Data records
####

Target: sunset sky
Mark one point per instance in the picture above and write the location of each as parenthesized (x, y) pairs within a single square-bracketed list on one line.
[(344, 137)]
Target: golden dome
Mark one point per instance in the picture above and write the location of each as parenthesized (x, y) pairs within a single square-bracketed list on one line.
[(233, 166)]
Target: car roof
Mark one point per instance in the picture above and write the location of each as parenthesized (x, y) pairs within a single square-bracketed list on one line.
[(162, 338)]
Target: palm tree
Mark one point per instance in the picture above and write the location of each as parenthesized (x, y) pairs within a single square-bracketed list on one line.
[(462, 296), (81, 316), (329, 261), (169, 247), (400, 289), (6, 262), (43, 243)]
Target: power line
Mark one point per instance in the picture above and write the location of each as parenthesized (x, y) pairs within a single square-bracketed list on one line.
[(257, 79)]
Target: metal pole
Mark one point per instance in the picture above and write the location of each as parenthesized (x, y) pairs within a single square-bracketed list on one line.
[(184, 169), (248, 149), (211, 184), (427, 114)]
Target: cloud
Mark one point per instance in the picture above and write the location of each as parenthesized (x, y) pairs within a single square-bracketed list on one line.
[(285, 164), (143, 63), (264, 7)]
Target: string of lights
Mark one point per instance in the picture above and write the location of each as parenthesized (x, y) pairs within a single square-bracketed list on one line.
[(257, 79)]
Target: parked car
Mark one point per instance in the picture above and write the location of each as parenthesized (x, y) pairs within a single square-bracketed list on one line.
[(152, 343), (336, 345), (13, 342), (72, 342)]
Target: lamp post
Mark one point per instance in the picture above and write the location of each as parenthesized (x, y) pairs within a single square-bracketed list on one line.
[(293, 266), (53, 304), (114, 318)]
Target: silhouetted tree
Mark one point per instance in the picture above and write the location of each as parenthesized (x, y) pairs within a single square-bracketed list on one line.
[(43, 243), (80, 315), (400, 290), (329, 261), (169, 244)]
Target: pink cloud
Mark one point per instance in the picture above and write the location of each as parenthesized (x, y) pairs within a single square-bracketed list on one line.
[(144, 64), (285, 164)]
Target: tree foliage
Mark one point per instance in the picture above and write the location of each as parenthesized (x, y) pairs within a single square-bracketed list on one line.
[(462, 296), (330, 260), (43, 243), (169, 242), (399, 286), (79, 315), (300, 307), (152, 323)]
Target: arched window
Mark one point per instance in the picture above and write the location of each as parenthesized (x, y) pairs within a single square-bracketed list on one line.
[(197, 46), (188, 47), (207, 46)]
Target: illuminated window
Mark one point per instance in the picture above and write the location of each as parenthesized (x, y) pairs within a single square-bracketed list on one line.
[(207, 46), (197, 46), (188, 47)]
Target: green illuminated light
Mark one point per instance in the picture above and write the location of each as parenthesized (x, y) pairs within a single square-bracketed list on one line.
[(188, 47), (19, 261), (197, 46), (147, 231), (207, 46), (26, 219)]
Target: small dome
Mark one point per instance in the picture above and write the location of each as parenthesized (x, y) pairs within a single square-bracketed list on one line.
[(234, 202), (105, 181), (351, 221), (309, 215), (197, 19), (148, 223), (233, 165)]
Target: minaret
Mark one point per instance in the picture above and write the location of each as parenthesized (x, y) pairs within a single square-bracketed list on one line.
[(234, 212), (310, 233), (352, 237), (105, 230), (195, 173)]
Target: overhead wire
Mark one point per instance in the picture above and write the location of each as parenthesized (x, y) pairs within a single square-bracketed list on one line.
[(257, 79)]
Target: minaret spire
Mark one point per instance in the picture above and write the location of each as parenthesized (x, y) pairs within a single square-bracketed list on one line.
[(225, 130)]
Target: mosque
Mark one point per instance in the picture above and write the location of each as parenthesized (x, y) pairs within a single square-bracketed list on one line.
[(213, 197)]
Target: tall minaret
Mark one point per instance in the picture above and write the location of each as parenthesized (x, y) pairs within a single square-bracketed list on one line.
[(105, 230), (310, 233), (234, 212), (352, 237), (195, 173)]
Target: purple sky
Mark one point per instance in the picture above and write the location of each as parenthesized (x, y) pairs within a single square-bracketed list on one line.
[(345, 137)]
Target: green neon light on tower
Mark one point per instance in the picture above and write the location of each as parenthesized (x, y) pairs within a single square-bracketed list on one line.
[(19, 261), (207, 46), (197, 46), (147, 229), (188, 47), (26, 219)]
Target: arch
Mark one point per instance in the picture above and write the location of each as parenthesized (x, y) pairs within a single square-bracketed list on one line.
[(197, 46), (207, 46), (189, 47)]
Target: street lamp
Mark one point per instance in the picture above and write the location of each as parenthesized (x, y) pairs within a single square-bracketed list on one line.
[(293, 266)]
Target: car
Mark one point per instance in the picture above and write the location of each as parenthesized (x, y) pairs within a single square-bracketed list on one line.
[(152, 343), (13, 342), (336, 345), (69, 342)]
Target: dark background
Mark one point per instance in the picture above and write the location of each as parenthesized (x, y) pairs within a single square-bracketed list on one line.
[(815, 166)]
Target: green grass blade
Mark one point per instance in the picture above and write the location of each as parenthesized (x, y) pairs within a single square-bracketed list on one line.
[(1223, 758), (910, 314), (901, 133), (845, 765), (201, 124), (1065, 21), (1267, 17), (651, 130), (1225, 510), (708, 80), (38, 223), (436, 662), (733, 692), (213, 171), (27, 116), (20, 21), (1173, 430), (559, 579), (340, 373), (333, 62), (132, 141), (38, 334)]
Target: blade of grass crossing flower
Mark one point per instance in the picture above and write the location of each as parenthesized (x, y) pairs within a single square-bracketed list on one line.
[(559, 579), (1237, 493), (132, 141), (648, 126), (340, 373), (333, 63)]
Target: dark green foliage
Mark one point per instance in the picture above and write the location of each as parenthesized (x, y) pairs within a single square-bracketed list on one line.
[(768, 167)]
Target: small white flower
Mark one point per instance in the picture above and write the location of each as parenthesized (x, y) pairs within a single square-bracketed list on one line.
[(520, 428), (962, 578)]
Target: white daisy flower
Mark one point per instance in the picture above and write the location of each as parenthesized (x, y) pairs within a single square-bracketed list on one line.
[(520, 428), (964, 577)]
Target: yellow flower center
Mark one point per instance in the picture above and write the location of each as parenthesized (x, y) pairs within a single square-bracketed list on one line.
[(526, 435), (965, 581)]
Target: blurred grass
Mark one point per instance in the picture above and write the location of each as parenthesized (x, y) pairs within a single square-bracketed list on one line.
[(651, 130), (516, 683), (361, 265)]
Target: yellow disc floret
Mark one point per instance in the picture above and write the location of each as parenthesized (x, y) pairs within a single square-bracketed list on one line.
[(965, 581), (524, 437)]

####

BRIEF
Copy out all of the material above, swapping "Target:" for "Object:" everywhere it occurs and keeping everything else the same.

SOLUTION
Object: sunset sky
Mark one point per instance in the picture above and write the location of each as parenthesized (x, y) pairs within a single square-bracketed list on one line.
[(344, 137)]
Object: golden dome
Mark one point per instance in the picture above and write the location of each as parenthesized (x, y) pairs within a single square-bracketed list on one line.
[(233, 166)]
Object: car roof
Mark one point per instance in the picture above and write the location of each as parenthesized (x, y) pairs within a single square-bracketed list on one line.
[(162, 338)]
Object: palm tree
Mark one point per instance in the picture above and write the location of each as parenthesized (x, y) pairs within a single square-bracketed list on one line.
[(462, 296), (81, 316), (329, 261), (169, 247), (400, 289), (6, 262), (43, 243)]
Object: power line
Mark one point per instance in the picture above and write the location of each as parenthesized (x, y) pairs within a single square-bracketed list on one line.
[(257, 79)]
Object: metal pole
Mark one point per instance in the picture above and write the location of each as parenthesized (x, y) pairs within a single square-bracketed list on one line.
[(184, 169), (248, 149), (211, 184), (427, 114)]
Object: cloud
Mark one point per instance in the picture above and write the location of each as parenthesized (x, y) pairs within a single square-bracketed list on one line.
[(285, 164), (143, 63), (264, 7)]
Object: string of lights
Mark one point per instance in the picture above and write the location of each as parenthesized (x, y) pairs within a single square-bracketed list on one line.
[(257, 79)]
Object: parked car
Mark one point per instance in the picture above and write the location of each as parenthesized (x, y) pairs within a single square-bracketed list on one line.
[(152, 343), (336, 345), (13, 342), (72, 342)]
Object: lamp post
Mark one point per instance in the picture above and write the location of each as parenthesized (x, y) pairs within a single square-bracketed list on one line.
[(293, 266), (53, 304), (114, 318)]
Object: silhouetted tree
Mark one point per instance in the picture above and write the location of each as parenthesized (x, y) pairs within a single square-bracketed list on one line.
[(43, 243), (80, 315), (400, 290), (329, 261), (169, 244)]
Object: pink cloud
Mark one point per instance in the picture above and write the location of each as parenthesized (x, y) pairs within a single square-bracketed list on one line.
[(144, 64), (285, 164)]
Object: tree foliage
Mark one point per instance in the picture above and write the location of each as parenthesized (x, y) pairs within a single square-bracketed list on one line.
[(462, 296), (330, 260), (43, 243), (169, 242), (399, 286), (79, 315), (300, 307), (152, 323)]
Object: arched window
Mark one point per instance in the picture above and write the location of each as parenthesized (x, y) pairs within a single square-bracketed list on one line.
[(197, 46), (188, 47), (207, 46)]
Object: illuminated window
Mark one point per instance in the picture above and write the location of each as parenthesized (x, y) pairs within a single square-bracketed list on one line.
[(207, 46), (197, 46), (188, 47)]
Object: green illuminated light
Mark one point per instance in the picture above and write the location of each as parenthesized (x, y) pairs within a single square-bracketed list on one line.
[(188, 47), (19, 261), (197, 46), (147, 231), (207, 46), (26, 219)]
Object: small dome
Mark one point per instance in the picture above and write the location of each as parenthesized (x, y) pairs within a single square-bracketed list on one line.
[(234, 202), (105, 181), (351, 221), (309, 215), (197, 19), (148, 223), (233, 165)]
Object: minaret
Mark one point per instance in the picture above and write the location of each as parenthesized (x, y) pairs within a single square-bracketed list on one line.
[(234, 212), (310, 233), (352, 237), (105, 230), (195, 173)]
Object: overhead wire
Mark one point per instance in the picture above and write the location of each as parenthesized (x, y) pairs within a single square-bracketed list on one line.
[(257, 79)]
Object: minaret spire
Mark one point per instance in the picture above and write the location of each as parenthesized (x, y) pairs within a single square-bracketed list on one line.
[(225, 130)]
Object: mosque
Mark one point per instance in the picture above and write the location of each as parenthesized (x, y) pairs within a single square-bracketed list on one line.
[(213, 197)]
Object: tall minaret
Mark one point per instance in the picture above and write the location of each as parenthesized (x, y) pairs within a single square-bracketed list on one line.
[(105, 230), (310, 233), (234, 212), (352, 237), (195, 173)]
Object: purple sky
Mark one point per instance in the picture above and write the location of each as parenthesized (x, y) pairs within a single square-bracketed list on one line.
[(345, 137)]
Object: green neon light on tower
Mark one point per instance in the picture above and write the location of each as parenthesized (x, y) pairs within a single square-bracketed list on one line.
[(19, 261), (207, 46), (197, 46), (147, 229), (188, 47), (26, 219)]
Object: arch
Mark one point per instance in the picture above and write the location of each as parenthesized (x, y) pairs within a single square-bracketed list on one line.
[(197, 46), (207, 46), (189, 47)]
Object: street lamp
Mark one point per instance in the picture above and write the location of each as parenthesized (x, y) pairs within a single square-bracketed list on one line.
[(293, 266)]
Object: car
Mark one point per instance in the picture above and write the location of each as parenthesized (x, y) pairs within a single square-bracketed list on one line.
[(152, 343), (13, 342), (336, 345), (69, 342)]
Object: dark background
Mark one point per instance in the picture above and write the location of each as parenthesized (x, y) pairs within a single square-bracketed list on one line.
[(815, 166)]
Object: green grass blade
Mark one point per instance in the picture above and write the location of each as parenthesized (x, y) pairs within a single square-bracketed list on one line.
[(1223, 758), (910, 314), (901, 133), (845, 765), (201, 124), (1065, 21), (1267, 17), (651, 130), (1225, 510), (708, 80), (38, 223), (436, 662), (733, 692), (213, 171), (27, 116), (20, 21), (1173, 430), (559, 579), (340, 373), (333, 62), (132, 141), (38, 334)]
Object: blade of grass crossing flower
Mark one point per instance in the picture above and write the location of each as parenthesized (x, y) pairs within a single square-bracketed list on one line.
[(559, 579), (1237, 493), (132, 141), (648, 126), (340, 373), (333, 63)]
Object: dark green foliage
Mark one point per instance in the picture above and write the location of each as parenthesized (x, y) pairs within a single square-bracketed list on one line.
[(768, 167)]
Object: small white flower
Mark one point per instance in the picture above and write the location of each as parenthesized (x, y) pairs within a single square-bracketed list on one line.
[(520, 428), (962, 578)]
Object: white daisy flower
Mark one point per instance in the picture above and write the location of each as parenthesized (x, y) pairs within a single square-bracketed list on one line.
[(520, 428), (964, 577)]
Object: yellow flower center
Mark one point per instance in the picture above and write the location of each as parenthesized (x, y) pairs within a single square-bracketed list on one line.
[(526, 435), (965, 581)]
Object: blurred grass
Mark one point per instance in the picture above and write the location of each as parenthesized (x, y) pairs within a single square-bracketed list on one line.
[(651, 130), (516, 683), (361, 265)]
Object: yellow disc floret
Mark one point per instance in the picture above and write the location of each as parenthesized (x, y) pairs within a single square-bracketed list on one line.
[(965, 581), (524, 437)]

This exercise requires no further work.